▶ _Action item 1_:
In the Privcap discussion on leadership change, which elements of the 100-day plan does Rob Ospalik say need to be pushed out when a change in leadership is about to happen?
+++ Document passage
The 100-Day Plan is critical to jumpstarting value creation. How can a firm ensure that a change in leadership does not hinder that process? Experts from Baird Capital, Grant Thornton and Ridgemont Equity Partners discuss how to effectively execute and communicate leadership transitions.
When Value-Add Means Leadership Change
The Art & Science of Investing
David Snow, Privcap:
We are joined today by Rob Ospalik of Baird Capital, Ed Kleinguetl of Grant Thornton, and Jack Purcell of Ridgemont Equity Partners. Gentlemen, welcome to Privcap today. Thank you for being here.
So, the 100-day plan is a critical aspect of creating value, or at least jumpstarting the value creation process in a private equity investment. Often times, a change in leadership is important for the transformation of the company in which you have invested. It's a sensitive subject, but when happens when a change in leadership is part of the 100-day plan? How is that plan executed and communicated in an effective way?
Rob Ospalik, Baird Capital: It definitely has implications for the 100-day plan, obviously. And it, in many instances, will mean that the 100-day plan gets pushed for a little while because what you don't want to do is come in and set expectations. And by that, there are tactical elements of the 100-day plan that aren't going to get-, that will continue press ahead with those. But if we're about to have a change in leadership, we need to push the strategic elements out. We need to accomplish the goal of the tactical elements, the expectation setting, how we work with you. But if there's a change in leadership, we really need to make sure that we've got the team in place. And that that's communicated. And there's a whole other topic around how do you effectively communicate a change in leadership that's an important part of that. And I think with that, what's very important is that you make sure that there is candid and open conversation. And expectations are set with the management team because you don't want a situation where you have a team that's not sure what the next shoe to drop is going to be, does not feel like they've been dealt with in a straightforward manner.
++++++
+++ Exercise data
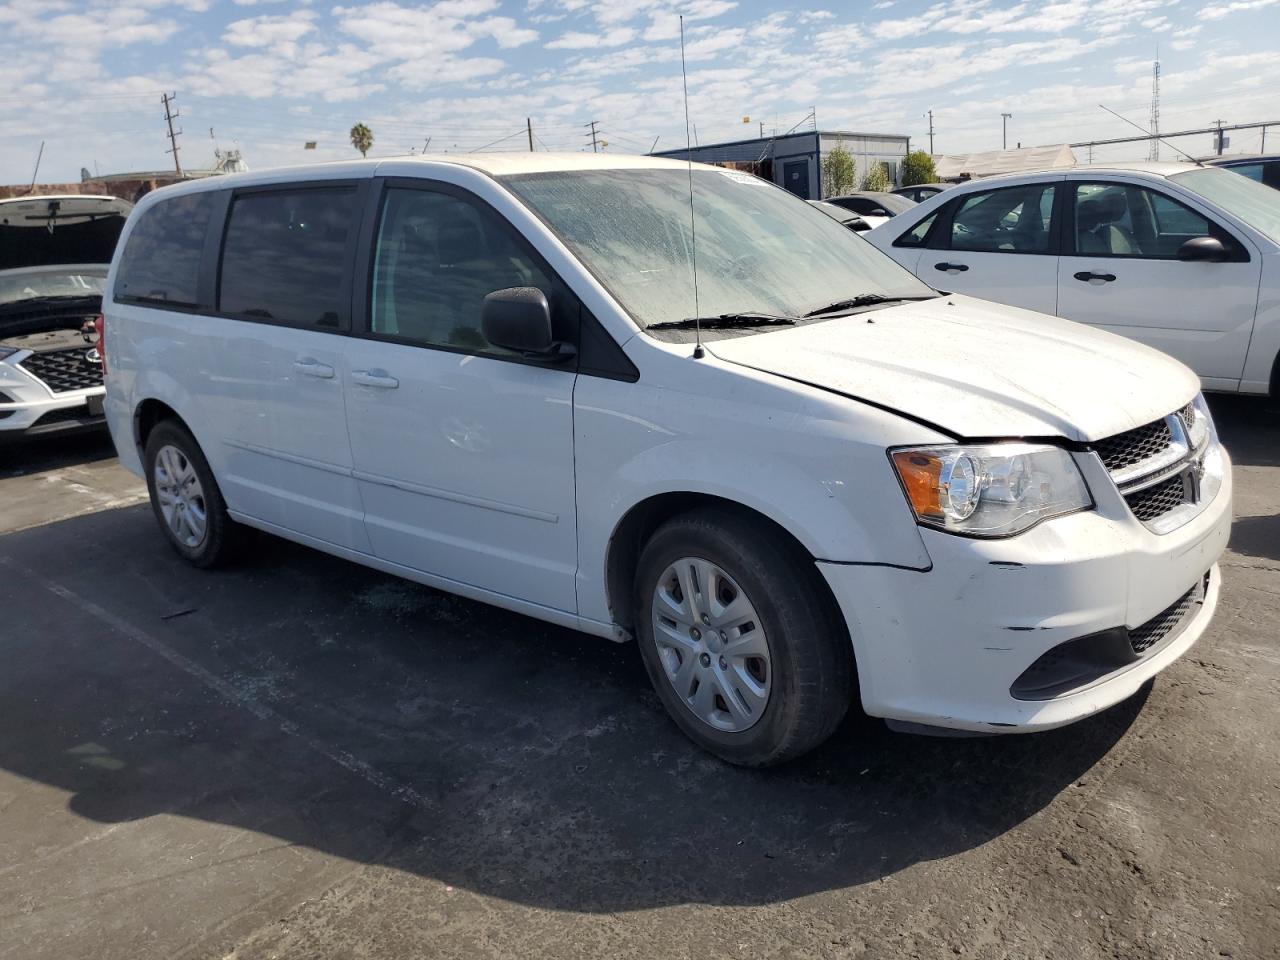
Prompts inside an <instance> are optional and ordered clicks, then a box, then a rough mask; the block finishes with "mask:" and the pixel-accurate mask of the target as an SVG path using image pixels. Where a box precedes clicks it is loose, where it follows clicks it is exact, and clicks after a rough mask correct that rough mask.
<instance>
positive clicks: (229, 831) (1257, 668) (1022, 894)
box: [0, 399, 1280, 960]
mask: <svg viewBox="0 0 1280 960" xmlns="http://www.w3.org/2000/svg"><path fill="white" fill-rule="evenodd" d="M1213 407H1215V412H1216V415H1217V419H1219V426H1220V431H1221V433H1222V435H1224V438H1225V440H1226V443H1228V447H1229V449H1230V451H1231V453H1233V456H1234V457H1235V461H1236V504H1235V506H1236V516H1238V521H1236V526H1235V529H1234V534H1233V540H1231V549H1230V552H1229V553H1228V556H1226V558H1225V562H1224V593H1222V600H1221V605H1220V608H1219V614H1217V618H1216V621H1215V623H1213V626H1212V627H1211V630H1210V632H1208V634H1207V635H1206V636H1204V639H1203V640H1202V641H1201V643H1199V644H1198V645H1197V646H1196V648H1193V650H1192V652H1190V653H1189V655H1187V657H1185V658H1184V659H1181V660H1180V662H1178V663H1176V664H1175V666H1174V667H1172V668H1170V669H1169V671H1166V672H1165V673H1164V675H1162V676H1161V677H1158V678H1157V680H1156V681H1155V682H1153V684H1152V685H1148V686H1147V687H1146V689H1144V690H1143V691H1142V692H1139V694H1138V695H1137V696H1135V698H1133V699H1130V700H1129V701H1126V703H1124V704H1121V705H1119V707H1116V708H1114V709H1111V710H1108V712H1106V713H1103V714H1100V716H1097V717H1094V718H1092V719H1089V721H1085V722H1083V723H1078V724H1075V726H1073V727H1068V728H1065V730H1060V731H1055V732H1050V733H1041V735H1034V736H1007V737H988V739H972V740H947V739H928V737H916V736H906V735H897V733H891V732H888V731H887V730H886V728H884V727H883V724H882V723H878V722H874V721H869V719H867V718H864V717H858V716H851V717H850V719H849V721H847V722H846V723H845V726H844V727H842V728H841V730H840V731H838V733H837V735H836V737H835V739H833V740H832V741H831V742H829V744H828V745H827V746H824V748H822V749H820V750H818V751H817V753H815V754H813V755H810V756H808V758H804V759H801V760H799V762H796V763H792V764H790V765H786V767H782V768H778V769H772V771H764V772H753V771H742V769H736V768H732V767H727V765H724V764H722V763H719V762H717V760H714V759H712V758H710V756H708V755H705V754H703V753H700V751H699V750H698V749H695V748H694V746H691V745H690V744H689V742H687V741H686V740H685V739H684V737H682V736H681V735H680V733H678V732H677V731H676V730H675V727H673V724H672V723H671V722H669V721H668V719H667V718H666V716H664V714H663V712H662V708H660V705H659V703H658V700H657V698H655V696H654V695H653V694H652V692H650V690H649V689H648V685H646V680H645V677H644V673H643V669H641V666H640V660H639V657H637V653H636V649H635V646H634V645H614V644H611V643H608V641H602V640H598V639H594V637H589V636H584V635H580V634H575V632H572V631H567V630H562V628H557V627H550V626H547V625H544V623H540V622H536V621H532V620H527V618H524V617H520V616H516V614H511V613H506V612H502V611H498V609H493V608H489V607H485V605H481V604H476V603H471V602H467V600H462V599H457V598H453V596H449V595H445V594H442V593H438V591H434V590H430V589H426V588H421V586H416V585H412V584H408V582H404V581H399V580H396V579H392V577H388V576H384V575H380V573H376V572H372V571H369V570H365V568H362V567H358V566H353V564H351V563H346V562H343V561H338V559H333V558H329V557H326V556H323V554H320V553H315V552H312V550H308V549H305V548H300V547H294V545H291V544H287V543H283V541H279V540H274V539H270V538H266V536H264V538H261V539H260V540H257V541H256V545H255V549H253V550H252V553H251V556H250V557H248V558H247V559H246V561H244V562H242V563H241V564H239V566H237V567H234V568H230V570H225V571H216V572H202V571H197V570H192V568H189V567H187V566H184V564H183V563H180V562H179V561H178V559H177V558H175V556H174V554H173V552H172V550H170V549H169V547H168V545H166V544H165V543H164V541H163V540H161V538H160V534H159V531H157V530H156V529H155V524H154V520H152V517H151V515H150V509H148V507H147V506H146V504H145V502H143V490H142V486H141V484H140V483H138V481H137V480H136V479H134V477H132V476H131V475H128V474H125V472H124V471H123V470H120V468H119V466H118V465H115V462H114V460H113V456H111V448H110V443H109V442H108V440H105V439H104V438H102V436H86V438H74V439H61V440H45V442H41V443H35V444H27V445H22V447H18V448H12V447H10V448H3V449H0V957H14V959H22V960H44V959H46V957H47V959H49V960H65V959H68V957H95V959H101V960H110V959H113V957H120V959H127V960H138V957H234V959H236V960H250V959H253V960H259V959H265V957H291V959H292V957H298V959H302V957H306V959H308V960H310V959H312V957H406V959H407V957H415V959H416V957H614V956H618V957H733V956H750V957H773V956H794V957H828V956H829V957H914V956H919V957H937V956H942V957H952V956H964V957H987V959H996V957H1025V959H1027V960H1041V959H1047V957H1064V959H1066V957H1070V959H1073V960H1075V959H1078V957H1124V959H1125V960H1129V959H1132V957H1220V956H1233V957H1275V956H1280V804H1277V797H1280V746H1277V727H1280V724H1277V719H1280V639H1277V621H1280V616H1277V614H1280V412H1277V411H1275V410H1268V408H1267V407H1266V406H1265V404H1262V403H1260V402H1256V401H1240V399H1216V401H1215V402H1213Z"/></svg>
++++++
▶ _Action item 2_:
Return each line of the rows that contains the string "clicks", treating case as significant.

▶ _Worked solution 1_:
The strategic elements.

▶ _Worked solution 2_:
Prompts inside an <instance> are optional and ordered clicks, then a box, then a rough mask; the block finishes with "mask:" and the pixel-accurate mask of the target as an SVG path using image pixels. Where a box precedes clicks it is loose, where it follows clicks it is exact, and clicks after a rough mask correct that rough mask.
positive clicks: (229, 831) (1257, 668) (1022, 894)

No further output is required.